### WHAT TO DO
An exact reproduction of the lines from the one with "- **Query:** water droplet" to the end of the data below is required. No other lines may be included.
==== EXTRACTED MATERIAL
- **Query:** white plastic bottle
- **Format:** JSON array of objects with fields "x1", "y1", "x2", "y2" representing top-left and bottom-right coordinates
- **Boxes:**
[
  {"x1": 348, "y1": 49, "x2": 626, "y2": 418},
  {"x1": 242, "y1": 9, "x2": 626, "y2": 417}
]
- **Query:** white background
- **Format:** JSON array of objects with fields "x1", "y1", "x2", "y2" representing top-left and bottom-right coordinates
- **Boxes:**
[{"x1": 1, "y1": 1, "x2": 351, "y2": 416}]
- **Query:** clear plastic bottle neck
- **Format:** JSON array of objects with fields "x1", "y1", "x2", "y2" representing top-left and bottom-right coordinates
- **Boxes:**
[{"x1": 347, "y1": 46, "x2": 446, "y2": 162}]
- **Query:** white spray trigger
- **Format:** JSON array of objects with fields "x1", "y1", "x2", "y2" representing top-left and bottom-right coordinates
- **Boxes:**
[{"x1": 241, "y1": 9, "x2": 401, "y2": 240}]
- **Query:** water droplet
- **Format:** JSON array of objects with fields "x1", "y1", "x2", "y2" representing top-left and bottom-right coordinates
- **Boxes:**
========
### PROBLEM SOLUTION
- **Query:** water droplet
- **Format:** JSON array of objects with fields "x1", "y1", "x2", "y2" representing top-left and bottom-right coordinates
- **Boxes:**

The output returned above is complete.